Document segment |
Re: git: 589aed00e36c - main - sched: separate out schedinit_ap()

From: Mark Johnston <markj_at_freebsd.org>
Date: Wed, 17 Nov 2021 23:25:55 UTC
On Thu, Nov 18, 2021 at 01:10:17AM +0200, Konstantin Belousov wrote:
> On Wed, Nov 17, 2021 at 04:44:29PM -0600, Kyle Evans wrote:
> > On Wed, Nov 3, 2021 at 3:55 PM Kyle Evans <kevans@freebsd.org> wrote:
> > >
> > > The branch main has been updated by kevans:
> > >
> > > URL: https://cgit.FreeBSD.org/src/commit/?id=589aed00e36c22733d3fd9c9016deccf074830b1
> > >
> > > commit 589aed00e36c22733d3fd9c9016deccf074830b1
> > > Author:     Kyle Evans <kevans@FreeBSD.org>
> > > AuthorDate: 2021-11-02 18:06:47 +0000
> > > Commit:     Kyle Evans <kevans@FreeBSD.org>
> > > CommitDate: 2021-11-03 20:54:59 +0000
> > >
> > >     sched: separate out schedinit_ap()
> > >
> > >     schedinit_ap() sets up an AP for a later call to sched_throw(NULL).
> > >
> > >     Currently, ULE sets up some pcpu bits and fixes the idlethread lock with
> > >     a call to sched_throw(NULL); this results in a window where curthread is
> > >     setup in platforms' init_secondary(), but it has the wrong td_lock.
> > >     Typical platform AP startup procedure looks something like:
> > >
> > >     - Setup curthread
> > >     - ... other stuff, including cpu_initclocks_ap()
> > >     - Signal smp_started
> > >     - sched_throw(NULL) to enter the scheduler
> > >
> > >     cpu_initclocks_ap() may have callouts to process (e.g., nvme) and
> > >     attempt to sched_add() for this AP, but this attempt fails because
> > >     of the noted violated assumption leading to locking heartburn in
> > >     sched_setpreempt().
> > >
> > >     Interrupts are still disabled until cpu_throw() so we're not really at
> > >     risk of being preempted -- just let the scheduler in on it a little
> > >     earlier as part of setting up curthread.

Given data |
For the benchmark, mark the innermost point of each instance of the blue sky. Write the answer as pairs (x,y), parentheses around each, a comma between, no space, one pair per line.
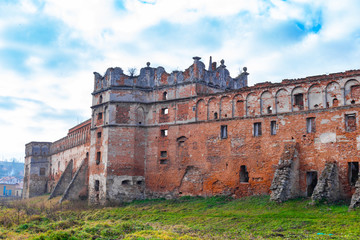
(50,48)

Written exercise A |
In the schedinit_ap() thread above, answer each of these questions:
(i) Who sent the reply, and at what date and time?
(ii) What does the commit message say schedinit_ap() sets up?
(iii) Until what call are interrupts still disabled?
Written exercise B |
Could you continue the schedinit_ap() thread from its last sentence?

Written answer A |
(i) Mark Johnston, Wed, 17 Nov 2021 23:25:55 UTC.
(ii) It sets up an AP for a later call to sched_throw(NULL).
(iii) Until cpu_throw().

Written answer B |
> > >
> > 
> > What's the general consensus on potential out-of-tree archs maintained
> > on stable branches? I'd like to MFC this at least to stable/13 to
> > avoid it being in the way of the nvme change that spurred it, and I'm
> > trying to decide if it should have something like this added to make
> > it safe:
> I do not believe that we even think of guaranteeing this level of source
> stability.

At first I assumed this was referencing sparc64, but that is not present
in stable/13 either.  I believe stable/13 and main support the same set
of platforms, in which case I agree that we shouldn't bother with trying
to provide extra compatibility, and I think it's probably not necessary
to merge this to 12.

> > 
> > diff --git a/sys/kern/sched_ule.c b/sys/kern/sched_ule.c
> > index 217d685b8587..f07f5e91d8f3 100644
> > --- a/sys/kern/sched_ule.c
> > +++ b/sys/kern/sched_ule.c
> > @@ -2995,6 +2995,11 @@ sched_throw(struct thread *td)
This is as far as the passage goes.